*QUOTED TEXT*:
######
Israelis owe their fallen soldiers and victims of terrorism a commitment not to let disagreements and political debates tear them apart, Prime Minister Naftali Bennett said on Tuesday at a ceremony marking the beginning of Remembrance Day.
“I cannot speak on behalf of the fallen, but I believe if they could, they would have told us: keep living together,” said Bennett. “Do not let disagreements tear you apart from within. If we allow anger and hatred to grip us, then our enemies will take advantage of it to harm us.”
His speech came just a few hours before Israelis stood in silence for one minute on Tuesday night, remembering the service members who died protecting the state and the victims of terrorism ahead of the country’s 74th Independence Day.
In total, 24,069 soldiers, police officers, prison wardens, Shin Bet (Israel Security Service) and Mossad agents were killed defending the pre-state Yishuv and Israel since 1860. That number also includes members of the pre-state militias and the Jewish Brigade, who served in the British army during World War II.
There were 3,199 civilians killed in hostilities since the establishment of the state, according to the National Insurance Institute.
In the past year, 56 IDF soldiers and security personnel died serving the State, and 84 IDF veterans who were injured during their service died. Since the end of March, 15 Israelis were killed in terror attacks.
“The siren that sliced through our lives a few minutes ago is the purest moment in the Israeli calendar,” President Isaac Herzog said on Tuesday night at the main Remembrance Day ceremony at the Western Wall. “A moment that plucks the cords of our souls. A moment of mighty, bitter grief. A moment that speaks to the essence of this week, the essence of the State of Israel itself: from the deepest grief to the miracle of independence and rebirth.”
Paying respects to the fallen who came from “all communities and sectors,” he said the country was “partners in pride and in pain. They served together, and their unity was an obvious fact. They were buried in the soil of this good land in the binding uniformity of its cemeteries, and their unity is an obvious fact. We remember them: their faces, their voices, their rolling laughter; the shells, the mines, the bullets that took their lives.
“Our sons and daughters, who fell in defense of our state, fought together and fell together. They did not ask, nor did anyone ask them, who was right-wing and who was left-wing. Who was religious. Who was secular. Who was Jewish and who was not Jewish. They fell as Israelis, defending Israel. In cemeteries, arguments fall silent.”
Embracing the bereaved families, IDF Chief of Staff Lt.-Gen. Aviv Kohavi said the pain felt by them was “unbearable, and the grief is oppressive... it is present and does not rest for a moment. It cruelly comes on Shabbat, holidays and birthdays.”
And while those who have fallen will not return, “thanks to them, many have returned,” he said. “Thanks to them, the lives of tens of thousands of citizens have been saved, and a large part of the security and achievements of the state is due to them. Go, take your destiny into your own hands. Abraham was commanded, and he moved his life to the Promised Land. The Promised Land has become a developed and high-achieving country, but it remains surrounded by threats and challenges.”
######
*DATA EXTRACT*:
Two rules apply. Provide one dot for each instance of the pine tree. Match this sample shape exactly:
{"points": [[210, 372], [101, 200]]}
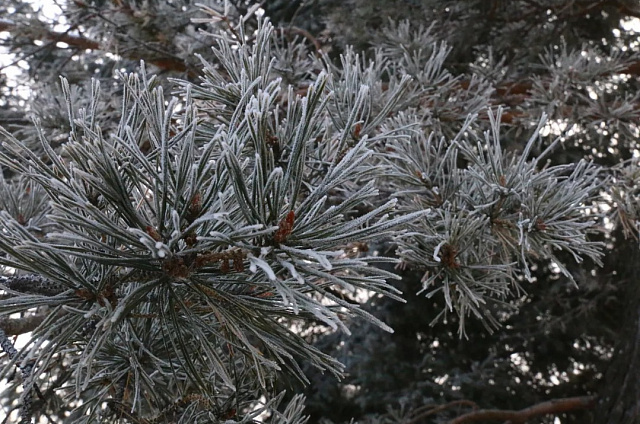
######
*WHAT YOU WILL DO*:
[1] Reproduce the part of the Remembrance Day article starting at "Paying respects to" and ending at "took their lives.".
[2] Carry on the article about Israel's Remembrance Day ceremonies from the point where it stops.

*EXERCISE ANSWERS*:
[1]
Paying respects to the fallen who came from “all communities and sectors,” he said the country was “partners in pride and in pain. They served together, and their unity was an obvious fact. They were buried in the soil of this good land in the binding uniformity of its cemeteries, and their unity is an obvious fact. We remember them: their faces, their voices, their rolling laughter; the shells, the mines, the bullets that took their lives.

[2]
Such a reality needs its citizens to defend it, he added.
As in the past, Israel continues to face threats from a number of enemies, and therefore continues to carry out deterrent and aggressive operations that go beyond the country’s borders “to strike the enemy in the air, at sea and on land – all over the Middle East,” Kohavi said. “The way wars are raging in the world and in the region reminds us all of the need for a strong defensive force and the duty to prepare for everything. IDF soldiers and their commanders stand guard, fight and say, ‘Here I am,’ and I am very, very proud to command them.”
The IDF, Kohavi said, “enables all of us, as a nation, to exercise our right and duty to build a prosperous, worthy society that is full of life.”
Defense Minister Benny Gantz said that as a “bereaved commander,” the thoughts of those who fell under his command are with him every day.
“Every year during the siren, I try to remember them all. Try and fail. As the years went on, the list got longer, but the duration of the siren remained as it was,” he wrote on Twitter. “This day is very difficult for me. On a personal level. Before being the defense minister and chief of staff, I am human. The thoughts of all the people I have known over the years and who have fallen do not give me rest.”
Noting the over 24,000 IDF casualties, Gantz said that “our country is soaked in blood. The blood of sons and daughters who fought and defended the country. We have paid and still pay a great price for our independence.”
Speaking earlier at a commemoration event at the Yad Labanim memorial for fallen soldiers in Jerusalem, Bennett recalled his time as a soldier in Lebanon and the brothers-in-arms who fell there, naming several of them.
“We knew exactly who we were fighting for,” he said. “We were a small group of soldiers and officers. Everyone pretty much knew everyone. We knew which unit performed which operation. I, too, as a company commander in Maglan, was part of the same group of soldiers.”
“There, in the outposts in southern Lebanon, I fell in love with our wonderful people,” Bennett said. “We all, in our hearts, fell in love. It was impossible not to. We were together. Many of our friends stayed there. Young people, 19- or 20-year-olds, did not return. They will remain our brothers forever.
“On this day we all embrace the families who have lost the most precious of all. Out of the sanctity of this day, out of longing for those who are not with us, we swear to preserve this home, which was their home, the home they sacrificed their lives for.”
Knesset Speaker Mickey Levy, whose soldier brother was killed 32 years ago, said as the years go by, even though the memories fade, the longing only increases.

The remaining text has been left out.